Your objective: Lines before the one containing "the man in white" are left out; copy that line and every later line through the end of the data exactly.

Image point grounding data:
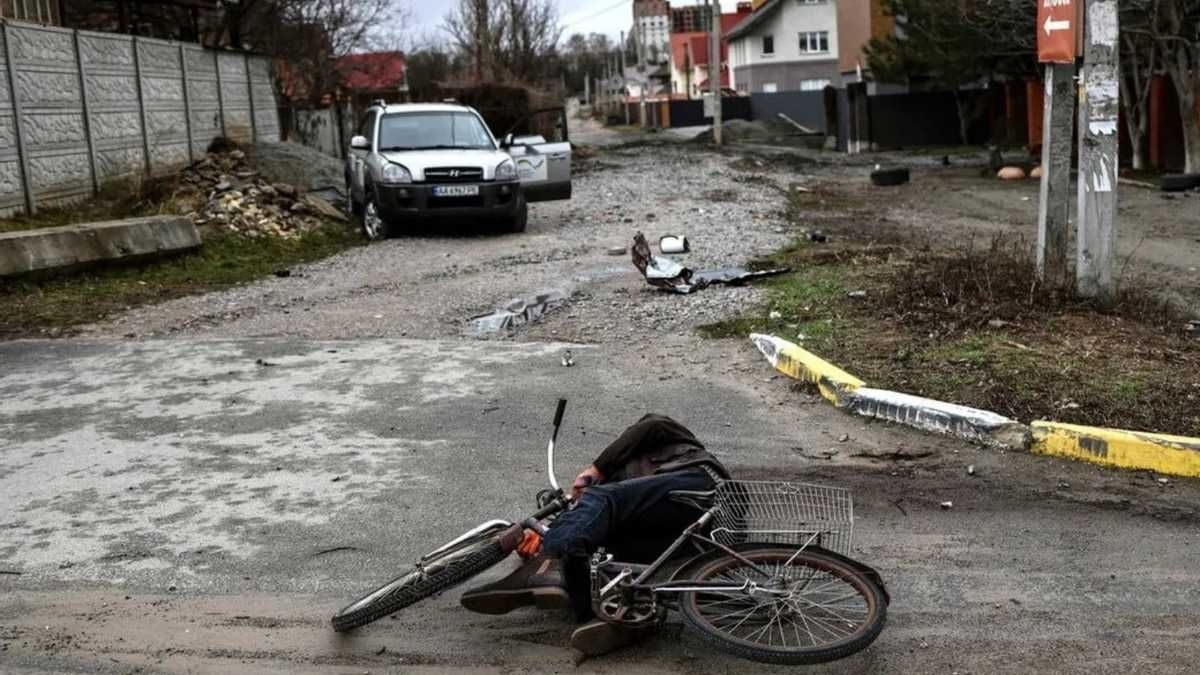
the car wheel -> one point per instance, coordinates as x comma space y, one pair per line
519, 220
373, 225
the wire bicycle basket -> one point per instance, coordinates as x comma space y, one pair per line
784, 513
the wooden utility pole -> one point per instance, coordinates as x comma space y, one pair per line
714, 67
1054, 210
481, 11
624, 83
1099, 107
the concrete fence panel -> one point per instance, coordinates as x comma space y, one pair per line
79, 109
49, 108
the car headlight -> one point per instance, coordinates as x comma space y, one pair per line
396, 173
507, 171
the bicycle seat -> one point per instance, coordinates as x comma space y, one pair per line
699, 499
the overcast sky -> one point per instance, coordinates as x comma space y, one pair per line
575, 16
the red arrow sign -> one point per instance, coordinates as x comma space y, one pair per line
1057, 22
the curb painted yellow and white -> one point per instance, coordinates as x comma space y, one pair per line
1175, 455
834, 383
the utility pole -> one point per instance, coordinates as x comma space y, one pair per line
1099, 108
714, 67
1057, 28
1054, 209
624, 83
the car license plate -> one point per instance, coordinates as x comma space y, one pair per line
455, 190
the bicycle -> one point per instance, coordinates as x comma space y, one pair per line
769, 578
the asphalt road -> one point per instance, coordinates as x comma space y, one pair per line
174, 506
204, 503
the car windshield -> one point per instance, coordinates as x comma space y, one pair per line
433, 131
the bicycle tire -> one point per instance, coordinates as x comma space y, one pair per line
417, 585
862, 638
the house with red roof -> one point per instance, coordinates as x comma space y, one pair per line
690, 57
371, 76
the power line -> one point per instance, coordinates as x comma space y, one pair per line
597, 13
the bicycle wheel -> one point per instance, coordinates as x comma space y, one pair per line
420, 583
813, 610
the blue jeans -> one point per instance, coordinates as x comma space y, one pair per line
633, 519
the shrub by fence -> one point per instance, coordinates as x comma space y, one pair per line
79, 108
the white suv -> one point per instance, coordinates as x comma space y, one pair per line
437, 163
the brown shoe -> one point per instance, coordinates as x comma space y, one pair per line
538, 583
599, 638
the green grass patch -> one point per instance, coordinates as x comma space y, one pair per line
36, 306
117, 199
969, 328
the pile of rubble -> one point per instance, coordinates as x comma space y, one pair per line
231, 195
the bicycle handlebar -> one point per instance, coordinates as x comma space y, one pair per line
558, 413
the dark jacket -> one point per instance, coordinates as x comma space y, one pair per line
655, 444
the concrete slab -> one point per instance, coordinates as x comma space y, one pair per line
73, 245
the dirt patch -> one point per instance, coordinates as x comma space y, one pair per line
971, 324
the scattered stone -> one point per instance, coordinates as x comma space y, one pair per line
227, 193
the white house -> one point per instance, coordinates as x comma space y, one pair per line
786, 46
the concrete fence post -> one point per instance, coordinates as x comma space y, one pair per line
187, 105
142, 106
87, 113
250, 95
216, 63
13, 93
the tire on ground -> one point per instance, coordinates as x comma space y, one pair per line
1181, 181
885, 178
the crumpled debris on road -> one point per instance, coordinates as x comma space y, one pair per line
228, 193
517, 312
670, 275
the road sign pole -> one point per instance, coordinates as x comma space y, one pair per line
1099, 108
714, 69
1054, 210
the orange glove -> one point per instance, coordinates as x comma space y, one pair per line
531, 545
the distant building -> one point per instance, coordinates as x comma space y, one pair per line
652, 30
689, 53
804, 45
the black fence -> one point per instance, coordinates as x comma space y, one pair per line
804, 107
905, 120
691, 113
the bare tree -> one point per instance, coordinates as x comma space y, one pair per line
1139, 65
507, 39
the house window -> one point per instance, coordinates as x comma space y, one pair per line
816, 42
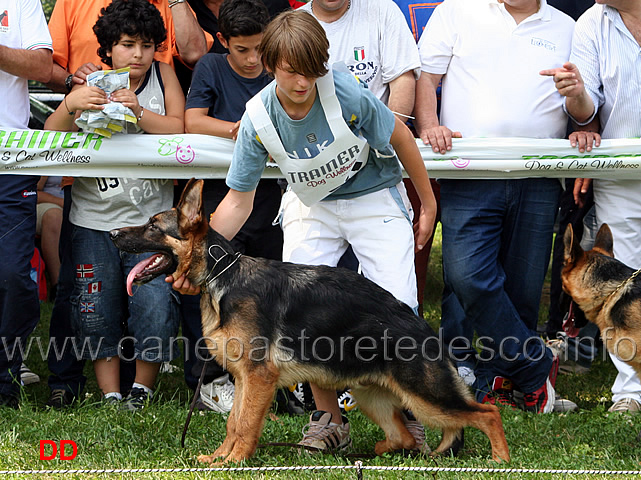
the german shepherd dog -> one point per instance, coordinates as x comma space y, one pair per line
607, 291
284, 323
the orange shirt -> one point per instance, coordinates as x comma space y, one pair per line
74, 43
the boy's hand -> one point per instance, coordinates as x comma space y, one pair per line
585, 140
183, 285
581, 187
567, 79
440, 138
86, 98
128, 98
80, 75
424, 228
234, 130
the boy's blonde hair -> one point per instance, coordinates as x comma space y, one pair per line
295, 37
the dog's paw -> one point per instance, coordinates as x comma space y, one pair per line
210, 459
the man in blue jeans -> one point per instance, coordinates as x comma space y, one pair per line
497, 234
25, 53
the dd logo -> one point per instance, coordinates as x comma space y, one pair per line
54, 450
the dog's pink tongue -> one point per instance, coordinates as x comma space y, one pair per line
139, 267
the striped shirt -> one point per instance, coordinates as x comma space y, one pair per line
609, 59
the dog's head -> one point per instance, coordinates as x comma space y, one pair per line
584, 272
174, 235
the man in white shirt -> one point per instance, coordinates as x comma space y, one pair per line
25, 53
601, 81
497, 234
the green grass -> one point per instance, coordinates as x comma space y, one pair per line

Answer to this exercise:
the man in white shirt -> one point per instance, coordinates as x comma space y, one pair per line
25, 53
601, 81
497, 234
the green grass -> one point per instance, coordinates as x comma space y, one pair per line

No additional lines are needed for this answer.